• Passage
[Start]
UNITED STATES DISTRICT COURT DISTRICT OF NEVADA
Sep 26, 2017
Case No. 2:17-CR-105 JCM (GWF) (D. Nev. Sep. 26, 2017)

Opinion

Case No. 2:17-CR-105 JCM (GWF)

09-26-2017

UNITED STATES OF AMERICA, Plaintiff(s), v. RANDALL LITTLE, Defendant(s).


ORDER

Presently before the court is Magistrate Judge Foley's report and recommendation ("R&R"). (ECF No. 55). Defendant Randall Little filed an objection to the R&R on September 15, 2017. (ECF No. 56). Also on September 15, 2017, the government filed a response (ECF No. 57). Defendant did not file a reply, and the time to do so has passed.

I. Legal Standard

This court "may accept, reject, or modify, in whole or in part, the findings or recommendations made by the magistrate." 28 U.S.C. § 636(b)(1). Where a party timely objects to a magistrate judge's report and recommendation, then the court is required to "make a de novo determination of those portions of the [report and recommendation] to which objection is made." 28 U.S.C. § 636(b)(1).

II. Discussion

In the report and recommendation, Magistrate Judge Foley found that 1) the search warrant at issue was supported by probable cause; and 2) the defendant was not entitled to a Franks hearing because the search warrant at issue was valid and sufficient to support probable cause even considering the alleged omissions from the search warrant affidavit. (ECF No. 55). The government concurs with Magistrate Judge Foley's findings and asks the court to adopt the report and recommendation. (ECF No. 57).

The defendant does not object to any factual assertions made in the R&R, and thus the court adopts them in their entirety and references them herein.

i. Probable cause

Whether a search warrant is supported by probable cause must be determined from the "four corners" of the affidavit. United States v. Luong, 470 F.3d 898, 904-05 (9th Cir. 2006). In deciding whether to issue a search warrant, the magistrate or judicial officer is required to make a practical, common sense decision whether given all of the circumstances set forth in the affidavit, there is a fair probability that contraband or evidence of a crime with be found on the person or at the place to be searched. United States v. Krupa, 658 F.3d 1174, 1177 (9th Cir. 2011) (quoting Illinois v. Gates, 462 U.S. 213, 238, 103 S.Ct. 2317 (1983)). As stated in Gates, "[s]ufficient information must be presented to the magistrate to allow that official to determine probable cause; his action cannot be the mere ratification of the bare conclusions of others." 462 U.S. at 239, 103 S.Ct. at 2332.
[End]
• Dataset records
[Start]
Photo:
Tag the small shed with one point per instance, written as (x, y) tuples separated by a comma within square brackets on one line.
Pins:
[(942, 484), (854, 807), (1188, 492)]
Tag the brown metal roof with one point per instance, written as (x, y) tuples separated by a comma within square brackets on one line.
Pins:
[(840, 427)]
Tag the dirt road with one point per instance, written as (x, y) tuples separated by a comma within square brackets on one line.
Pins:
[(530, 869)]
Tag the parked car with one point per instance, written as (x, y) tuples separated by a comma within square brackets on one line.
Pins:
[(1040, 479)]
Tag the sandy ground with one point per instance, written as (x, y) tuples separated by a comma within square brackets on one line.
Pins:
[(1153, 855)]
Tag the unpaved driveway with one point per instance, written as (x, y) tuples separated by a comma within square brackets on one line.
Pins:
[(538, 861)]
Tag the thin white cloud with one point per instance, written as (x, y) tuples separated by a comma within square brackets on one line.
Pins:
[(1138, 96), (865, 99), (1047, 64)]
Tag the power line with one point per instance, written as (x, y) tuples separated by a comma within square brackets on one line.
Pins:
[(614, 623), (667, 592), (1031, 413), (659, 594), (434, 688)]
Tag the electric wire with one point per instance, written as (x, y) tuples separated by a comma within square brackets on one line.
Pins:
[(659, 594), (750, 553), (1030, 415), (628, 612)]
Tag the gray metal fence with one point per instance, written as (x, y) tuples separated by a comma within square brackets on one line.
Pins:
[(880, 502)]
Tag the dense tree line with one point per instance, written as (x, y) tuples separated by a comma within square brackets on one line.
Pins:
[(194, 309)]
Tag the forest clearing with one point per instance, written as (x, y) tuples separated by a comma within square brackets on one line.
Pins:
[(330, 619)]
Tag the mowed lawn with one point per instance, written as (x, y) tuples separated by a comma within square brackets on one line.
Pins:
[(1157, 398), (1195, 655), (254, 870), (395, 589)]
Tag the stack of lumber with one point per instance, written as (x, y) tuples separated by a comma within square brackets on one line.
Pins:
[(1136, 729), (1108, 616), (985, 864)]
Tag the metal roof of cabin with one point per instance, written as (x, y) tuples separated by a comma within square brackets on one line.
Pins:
[End]
• Your goal
Reproduce the court order's text word for word, starting at "In the report" up to and including "references them herein.".

• Written reply
In the report and recommendation, Magistrate Judge Foley found that 1) the search warrant at issue was supported by probable cause; and 2) the defendant was not entitled to a Franks hearing because the search warrant at issue was valid and sufficient to support probable cause even considering the alleged omissions from the search warrant affidavit. (ECF No. 55). The government concurs with Magistrate Judge Foley's findings and asks the court to adopt the report and recommendation. (ECF No. 57).

The defendant does not object to any factual assertions made in the R&R, and thus the court adopts them in their entirety and references them herein.